» **Requirement a**: Reproduce the part of the Marielle Goitschel text that opens with the words containing "Marielle Goitschel (born" and closes with "skier Philippe Goitschel.".
━━━ Extract ━━━
Marielle Goitschel (born 28 September 1945) is a French former alpine skier. Marielle is the younger sister of Christine Goitschel, another champion skier of the time, and the aunt of speed skier Philippe Goitschel.

After great success in the 1962 World Championships and 1964 Winter Olympics, winning 5 medals including 3 golds, Goitschel was considered the world's best female skier.  She continued her domination at the 1966 World Championships in Portillo, Chile, winning medals in all 4 events, with 3 golds and one silver.  When the alpine skiing World Cup debuted a few months after those championships in January 1967, Goitschel was expected to again dominate the circuit that season.  However, she narrowly lost the overall title to Nancy Greene of Canada, but did take the discipline cup in downhill and tied for the win in slalom with her compatriot Annie Famose.  During the next season, she again missed the overall title, finishing only 4th while repeating as slalom champion.  She won her final gold medal in slalom at the 1968 Winter Olympics in Grenoble, and then retired from ski racing after that season.  Goitschel's total of 11 World Championships medals in alpine skiing is second all-time among women to the 15 won by Christl Cranz of Germany (see the note below).
━━━
» **Requirement b**: Write out the lines of the listing below that begin with the line containing "Scouting task: drop one point on every instance of the metal" and end with the line containing "[(824, 587), (422, 247), (107, 401)]", both lines included.
━━━ Dataset content ━━━
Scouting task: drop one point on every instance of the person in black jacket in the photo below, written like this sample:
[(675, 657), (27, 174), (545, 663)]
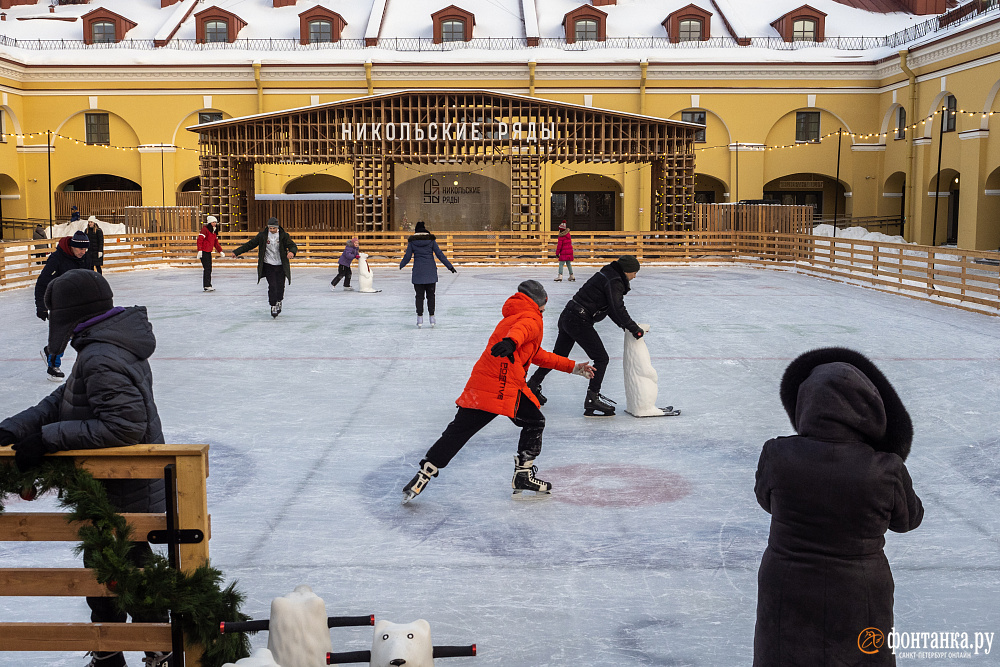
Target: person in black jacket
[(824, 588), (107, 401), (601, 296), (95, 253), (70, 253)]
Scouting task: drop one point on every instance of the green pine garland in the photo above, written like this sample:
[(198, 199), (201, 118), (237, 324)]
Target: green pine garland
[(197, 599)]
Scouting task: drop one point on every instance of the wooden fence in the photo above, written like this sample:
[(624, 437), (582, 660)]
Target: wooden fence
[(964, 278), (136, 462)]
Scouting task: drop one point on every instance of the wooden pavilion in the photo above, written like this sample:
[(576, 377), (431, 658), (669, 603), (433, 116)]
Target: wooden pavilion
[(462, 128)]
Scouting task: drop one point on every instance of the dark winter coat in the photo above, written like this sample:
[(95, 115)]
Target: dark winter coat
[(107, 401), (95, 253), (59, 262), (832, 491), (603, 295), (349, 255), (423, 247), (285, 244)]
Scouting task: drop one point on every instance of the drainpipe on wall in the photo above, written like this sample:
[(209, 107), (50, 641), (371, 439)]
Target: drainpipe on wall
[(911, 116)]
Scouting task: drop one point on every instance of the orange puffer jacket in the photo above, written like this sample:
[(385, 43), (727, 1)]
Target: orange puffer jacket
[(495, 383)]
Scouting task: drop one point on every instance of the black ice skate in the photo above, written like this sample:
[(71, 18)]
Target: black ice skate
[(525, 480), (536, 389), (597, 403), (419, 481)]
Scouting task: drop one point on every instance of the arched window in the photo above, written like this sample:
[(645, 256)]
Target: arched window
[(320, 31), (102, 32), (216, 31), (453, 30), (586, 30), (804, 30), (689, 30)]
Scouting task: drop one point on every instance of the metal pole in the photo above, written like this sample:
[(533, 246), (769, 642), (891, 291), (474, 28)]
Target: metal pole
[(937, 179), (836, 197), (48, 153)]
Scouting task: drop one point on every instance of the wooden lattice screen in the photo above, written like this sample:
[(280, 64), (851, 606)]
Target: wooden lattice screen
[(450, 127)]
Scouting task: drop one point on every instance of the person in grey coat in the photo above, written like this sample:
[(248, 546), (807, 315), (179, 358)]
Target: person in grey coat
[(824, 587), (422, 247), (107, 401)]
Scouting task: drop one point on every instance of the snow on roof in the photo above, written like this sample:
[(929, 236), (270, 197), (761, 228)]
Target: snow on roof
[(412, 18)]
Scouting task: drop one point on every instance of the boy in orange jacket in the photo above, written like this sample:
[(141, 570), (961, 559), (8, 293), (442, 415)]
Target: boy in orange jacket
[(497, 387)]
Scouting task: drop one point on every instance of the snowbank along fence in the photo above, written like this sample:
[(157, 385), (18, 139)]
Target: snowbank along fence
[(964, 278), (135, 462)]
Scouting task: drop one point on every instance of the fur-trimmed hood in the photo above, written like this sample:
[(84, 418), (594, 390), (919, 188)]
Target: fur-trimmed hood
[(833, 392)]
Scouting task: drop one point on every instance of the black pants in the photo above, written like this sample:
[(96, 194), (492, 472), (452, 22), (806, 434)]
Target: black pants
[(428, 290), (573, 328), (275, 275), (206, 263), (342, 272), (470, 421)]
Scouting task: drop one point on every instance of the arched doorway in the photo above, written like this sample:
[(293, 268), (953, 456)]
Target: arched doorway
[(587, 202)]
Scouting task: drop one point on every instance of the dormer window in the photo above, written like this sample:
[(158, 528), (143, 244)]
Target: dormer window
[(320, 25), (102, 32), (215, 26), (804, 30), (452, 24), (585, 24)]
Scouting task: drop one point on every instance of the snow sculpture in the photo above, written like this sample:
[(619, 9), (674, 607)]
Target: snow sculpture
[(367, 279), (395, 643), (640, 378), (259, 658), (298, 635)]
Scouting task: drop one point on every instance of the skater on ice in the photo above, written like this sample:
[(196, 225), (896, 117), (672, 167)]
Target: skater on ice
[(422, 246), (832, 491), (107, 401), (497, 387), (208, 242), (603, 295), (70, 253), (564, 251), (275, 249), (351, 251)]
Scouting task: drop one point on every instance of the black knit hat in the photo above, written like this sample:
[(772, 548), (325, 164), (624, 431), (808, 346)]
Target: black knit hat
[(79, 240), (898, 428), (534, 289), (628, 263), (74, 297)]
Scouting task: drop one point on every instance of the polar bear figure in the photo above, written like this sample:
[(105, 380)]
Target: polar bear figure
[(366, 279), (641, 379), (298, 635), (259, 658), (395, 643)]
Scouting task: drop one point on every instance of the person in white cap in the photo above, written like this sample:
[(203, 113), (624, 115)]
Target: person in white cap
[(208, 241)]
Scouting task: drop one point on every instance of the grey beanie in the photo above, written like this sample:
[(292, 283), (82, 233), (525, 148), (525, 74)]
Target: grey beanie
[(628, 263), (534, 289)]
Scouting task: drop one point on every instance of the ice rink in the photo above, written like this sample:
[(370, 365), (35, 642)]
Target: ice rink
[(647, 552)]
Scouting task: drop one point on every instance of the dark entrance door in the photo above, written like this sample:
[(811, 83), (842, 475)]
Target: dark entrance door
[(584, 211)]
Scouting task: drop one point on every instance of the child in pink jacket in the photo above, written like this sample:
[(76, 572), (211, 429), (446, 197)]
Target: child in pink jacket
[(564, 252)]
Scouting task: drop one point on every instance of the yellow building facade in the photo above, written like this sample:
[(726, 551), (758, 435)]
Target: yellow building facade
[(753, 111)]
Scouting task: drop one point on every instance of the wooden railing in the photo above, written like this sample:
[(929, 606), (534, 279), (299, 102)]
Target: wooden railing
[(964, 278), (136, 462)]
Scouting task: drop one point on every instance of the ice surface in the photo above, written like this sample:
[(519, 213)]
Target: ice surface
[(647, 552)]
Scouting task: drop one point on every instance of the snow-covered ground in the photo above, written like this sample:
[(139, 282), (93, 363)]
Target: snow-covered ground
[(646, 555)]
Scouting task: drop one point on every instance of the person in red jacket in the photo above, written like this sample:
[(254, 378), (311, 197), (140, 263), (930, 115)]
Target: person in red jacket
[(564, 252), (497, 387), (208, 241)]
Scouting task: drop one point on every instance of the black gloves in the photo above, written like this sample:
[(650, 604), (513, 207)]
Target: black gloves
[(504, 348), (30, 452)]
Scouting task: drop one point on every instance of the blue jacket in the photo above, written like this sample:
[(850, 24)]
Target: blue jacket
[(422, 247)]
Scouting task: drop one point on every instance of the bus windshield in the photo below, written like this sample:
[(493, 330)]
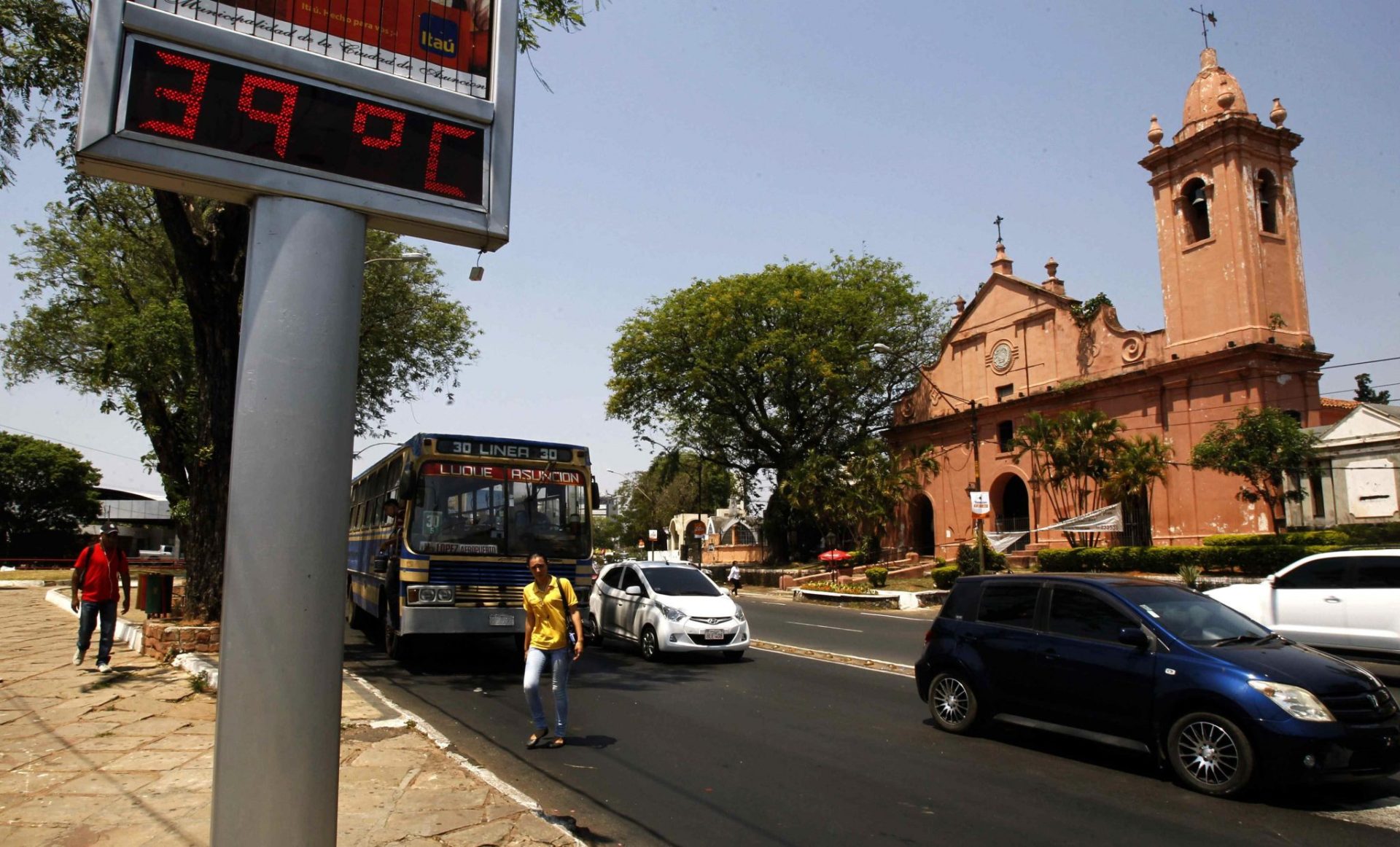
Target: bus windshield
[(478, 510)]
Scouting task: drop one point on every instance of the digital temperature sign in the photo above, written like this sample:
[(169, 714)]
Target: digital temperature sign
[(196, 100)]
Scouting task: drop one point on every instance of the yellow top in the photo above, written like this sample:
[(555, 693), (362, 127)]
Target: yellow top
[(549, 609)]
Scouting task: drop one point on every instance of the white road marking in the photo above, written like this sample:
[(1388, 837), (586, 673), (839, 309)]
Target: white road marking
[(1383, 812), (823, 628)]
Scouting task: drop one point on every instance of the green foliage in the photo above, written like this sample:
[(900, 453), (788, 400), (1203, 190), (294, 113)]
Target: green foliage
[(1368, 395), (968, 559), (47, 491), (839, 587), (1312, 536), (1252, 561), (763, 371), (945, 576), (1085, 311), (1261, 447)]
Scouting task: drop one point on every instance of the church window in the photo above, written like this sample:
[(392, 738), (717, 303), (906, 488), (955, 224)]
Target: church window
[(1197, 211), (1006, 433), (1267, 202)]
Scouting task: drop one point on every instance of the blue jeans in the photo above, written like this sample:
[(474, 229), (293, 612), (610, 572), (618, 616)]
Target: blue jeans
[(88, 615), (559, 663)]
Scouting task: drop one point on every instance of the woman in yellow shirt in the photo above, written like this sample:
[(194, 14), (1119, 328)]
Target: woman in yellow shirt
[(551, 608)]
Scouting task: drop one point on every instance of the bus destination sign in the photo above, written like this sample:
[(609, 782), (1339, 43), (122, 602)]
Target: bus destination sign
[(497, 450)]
━━━
» **Exercise result a**:
Marielle Goitschel (born 28 September 1945) is a French former alpine skier. Marielle is the younger sister of Christine Goitschel, another champion skier of the time, and the aunt of speed skier Philippe Goitschel.

» **Exercise result b**:
Scouting task: drop one point on every instance of the metal pole in the photo above, written like this sample:
[(533, 246), (769, 642), (891, 291), (474, 28)]
Target: metal pole
[(937, 179), (836, 197), (48, 153)]
Scouting task: drop one point on every instance of the wooden lattice screen in the photo above, written like this sample:
[(280, 64), (851, 606)]
Target: wooden lattice screen
[(450, 127)]
Scouting task: drop one point on every instance of the person in grey coat in the photo above, written like this sample:
[(248, 546), (807, 315), (179, 358)]
Target: person in grey coat
[(824, 587), (422, 247), (107, 401)]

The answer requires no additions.